* Goal A *
Give the lines of the records as a JSON list of strings, one string per line and no blank lines, from the line containing "Exercise. Mark the man's dark" through the end of the records.

1879. L. Lindsay, Mind in Lower An., 45. Thus the running amok (or amuck) is a peculiar form of human insanity.
3. fig. Wild or wildly, headlong or heedlessly. (Very rarely with any other verb than run.) Const. on, at, against (with, of).
1689. Hickeringill, Modest Inq., i. 2. Running a Muck at all Mankind.
1735. Pope, Hor. Sat., II. i. 70. Im too discreet To run a muck, and tilt at all I meet.
1827. Hare, Guess. Tr., Ser. I. (1873), 259. If we could banish our wits to grin amuck with savages and monkies.
1859. Thoreau, Walden, viii. (1863), 186. I might have run amok against society, but I preferred that society should run amok against me.
1870. Disraeli, Lothair, xxx. 145. Ready to run a muck with any one who crossed him.
1880. W. R. Smith, in Manch. Guard., 29 Oct. In their alarm they were determined to run amuck of everything.
¶ It has been erroneously treated as muck sb.
1687. Dryden, Hind & P., III. 1188. And runs an Indian muck at all he meets.
1824. Byron, Don Juan, X. lxix. Thy waiters running mucks at every bell.

* Data entries *
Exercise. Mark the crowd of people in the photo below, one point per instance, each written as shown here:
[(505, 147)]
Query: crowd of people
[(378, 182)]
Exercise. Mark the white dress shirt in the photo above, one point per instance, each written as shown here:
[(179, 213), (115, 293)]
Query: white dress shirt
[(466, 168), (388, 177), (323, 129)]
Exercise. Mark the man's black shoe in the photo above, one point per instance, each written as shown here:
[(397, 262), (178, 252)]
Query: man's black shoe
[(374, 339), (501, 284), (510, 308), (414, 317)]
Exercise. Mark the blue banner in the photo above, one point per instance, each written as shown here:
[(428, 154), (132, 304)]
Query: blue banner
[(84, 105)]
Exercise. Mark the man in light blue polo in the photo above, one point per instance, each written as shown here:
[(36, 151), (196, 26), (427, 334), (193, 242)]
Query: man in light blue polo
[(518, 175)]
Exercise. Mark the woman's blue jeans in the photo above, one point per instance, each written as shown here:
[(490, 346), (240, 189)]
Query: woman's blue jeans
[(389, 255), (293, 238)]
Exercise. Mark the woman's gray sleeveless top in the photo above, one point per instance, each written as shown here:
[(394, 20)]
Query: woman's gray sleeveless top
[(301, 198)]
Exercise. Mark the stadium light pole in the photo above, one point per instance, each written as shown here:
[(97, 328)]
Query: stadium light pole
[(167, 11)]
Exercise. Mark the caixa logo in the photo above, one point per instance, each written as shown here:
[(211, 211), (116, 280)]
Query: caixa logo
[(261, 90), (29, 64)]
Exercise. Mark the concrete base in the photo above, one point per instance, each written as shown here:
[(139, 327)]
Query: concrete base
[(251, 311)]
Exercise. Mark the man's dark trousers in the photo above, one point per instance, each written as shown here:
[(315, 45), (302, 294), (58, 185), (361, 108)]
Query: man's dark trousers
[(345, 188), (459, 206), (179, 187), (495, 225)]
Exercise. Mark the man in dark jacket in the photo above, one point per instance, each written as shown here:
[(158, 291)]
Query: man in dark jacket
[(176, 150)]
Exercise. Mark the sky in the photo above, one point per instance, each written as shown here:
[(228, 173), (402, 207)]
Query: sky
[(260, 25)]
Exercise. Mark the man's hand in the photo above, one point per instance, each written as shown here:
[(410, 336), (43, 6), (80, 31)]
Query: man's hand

* Goal B *
List every preposition that the dictionary entry on running amok gives after "Const."

* Exercise result A *
[
  "Exercise. Mark the man's dark trousers in the photo above, one point per instance, each written as shown here:",
  "[(315, 45), (302, 294), (58, 185), (361, 108)]",
  "Query: man's dark trousers",
  "[(345, 188), (459, 206), (179, 187), (495, 225)]",
  "Exercise. Mark the man in dark jacket in the photo above, one point per instance, each written as shown here:",
  "[(158, 291)]",
  "Query: man in dark jacket",
  "[(176, 150)]",
  "Exercise. Mark the sky in the photo above, one point per instance, each written as shown here:",
  "[(228, 173), (402, 207)]",
  "Query: sky",
  "[(260, 25)]",
  "Exercise. Mark the man's hand in the photo above, one point per instance, each written as shown here:",
  "[(410, 336), (43, 6), (80, 31)]",
  "Query: man's hand"
]

* Exercise result B *
on, at, against, with, of